Excerpt to read ->
◇ ◇ ◇ ◇

Category Archives: Think About It

#27 – The Capriciousness of Cartoon Flowers 

rebel daisy sits thoughtfully on a rock, composes himself, and begins to pen an angrily worded letter to the National Biscuit Company to… 

“Can we just say Nabisco?” rebel daisy stops me mid-sentence. “National Biscuit Company sounds so… highfalutin. Affected.” 

“Yeah, okay,” I say.

“And lose all the ‘sitting thoughtfully on a rock’ nonsense. What does that even mean?”

I sigh. “I’m trying to set the mood.”

“Well, it’s putting me in a bad mood. So if that’s the mood you’re trying to set, then well done.”

“Fine,” I roll my eyes. 

rebel daisy stands on a piece of paper and begins to pen an angrily worded letter to Nabisco. 

“Is that better?”

“Yes,” he says. “Carry on. I’m dying to hear what happens next.”

I stare at him for a moment – trying to remember what my life was like before this psychotic eight-inch tall flower sporting jeans and army boots marched into my consciousness. I wasn’t even doing drugs.

“Wow. Is that how you see me?” he says propping up his pen, leaning slightly into it, and staring up at me, blinking. “As a psychotic eight-inch tall flower?”

“If the army boot fits…,” I say.

“Ha! Clever,” he laughs, then scratches his pollen-speckled head with the sharp-tipped fronds of his leafy fingers. “It doesn’t lend much to the story though.”

“Can I just continue?” I ask, exasperated. “Please?” 

“Why are you asking me?” rebel daisy shrugs, carefully hoists the pen back up over his narrow shoulder, and begins writing his letter again. “I mean, you’re the author,” he says. “I’m just the talent. Though some might argue there’s no story without the talent,” he pauses. “Most would argue that, actually…”  

ANYHOW, rebel daisy is writing said letter to Nabisco because he is upset that they will not honor his request to make a special edition rebel daisy Oreo cookie. They were concerned that his plan for the cookie would be ‘too cost-prohibitive.’ Furthermore, it would ‘deny the laws of physics.’ In the schematic that rebel daisy sent, there is no actual cookie. It’s merely the white stuffing carved out into the shape of a daisy flower. His face is drawn in the center which is dyed yellow.

◇ ◇ ◇ ◇

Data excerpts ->
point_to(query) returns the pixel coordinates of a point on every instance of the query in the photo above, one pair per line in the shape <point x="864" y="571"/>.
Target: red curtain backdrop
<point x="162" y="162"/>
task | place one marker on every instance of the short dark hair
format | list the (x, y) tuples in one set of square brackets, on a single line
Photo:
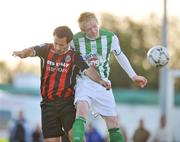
[(63, 31)]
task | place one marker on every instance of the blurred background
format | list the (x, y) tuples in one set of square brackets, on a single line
[(139, 25)]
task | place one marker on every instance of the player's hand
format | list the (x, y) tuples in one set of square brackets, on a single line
[(140, 80), (105, 84), (20, 54)]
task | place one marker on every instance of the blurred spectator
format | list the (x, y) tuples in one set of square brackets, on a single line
[(141, 133), (161, 133), (92, 135), (37, 135), (19, 129)]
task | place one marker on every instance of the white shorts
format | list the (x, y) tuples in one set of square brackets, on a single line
[(100, 100)]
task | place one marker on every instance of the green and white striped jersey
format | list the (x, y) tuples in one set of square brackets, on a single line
[(97, 52)]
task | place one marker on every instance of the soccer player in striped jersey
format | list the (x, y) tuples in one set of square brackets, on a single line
[(59, 67), (95, 46)]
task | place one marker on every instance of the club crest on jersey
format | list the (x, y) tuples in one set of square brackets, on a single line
[(68, 58), (92, 60)]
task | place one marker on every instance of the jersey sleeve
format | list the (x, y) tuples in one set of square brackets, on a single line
[(81, 64), (41, 50), (115, 45)]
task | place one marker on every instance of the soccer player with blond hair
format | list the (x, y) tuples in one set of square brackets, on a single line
[(95, 45)]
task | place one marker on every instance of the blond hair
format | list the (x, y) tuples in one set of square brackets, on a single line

◇ ◇ ◇ ◇

What you will do ->
1. Answer these questions about the rebel daisy piece:
(a) What shorter name does rebel daisy want used for the National Biscuit Company?
(b) What does the flower wear, according to the narrator?
(c) What two concerns did Nabisco give about his cookie plan?
2. Repeat the rebel daisy piece word for word, from "rebel daisy stands" to "even doing drugs.".

Answers by task ->
1.
(a) Nabisco
(b) Jeans and army boots
(c) It would be "too cost-prohibitive," and it would "deny the laws of physics."

2.
rebel daisy stands on a piece of paper and begins to pen an angrily worded letter to Nabisco. 

“Is that better?”

“Yes,” he says. “Carry on. I’m dying to hear what happens next.”

I stare at him for a moment – trying to remember what my life was like before this psychotic eight-inch tall flower sporting jeans and army boots marched into my consciousness. I wasn’t even doing drugs.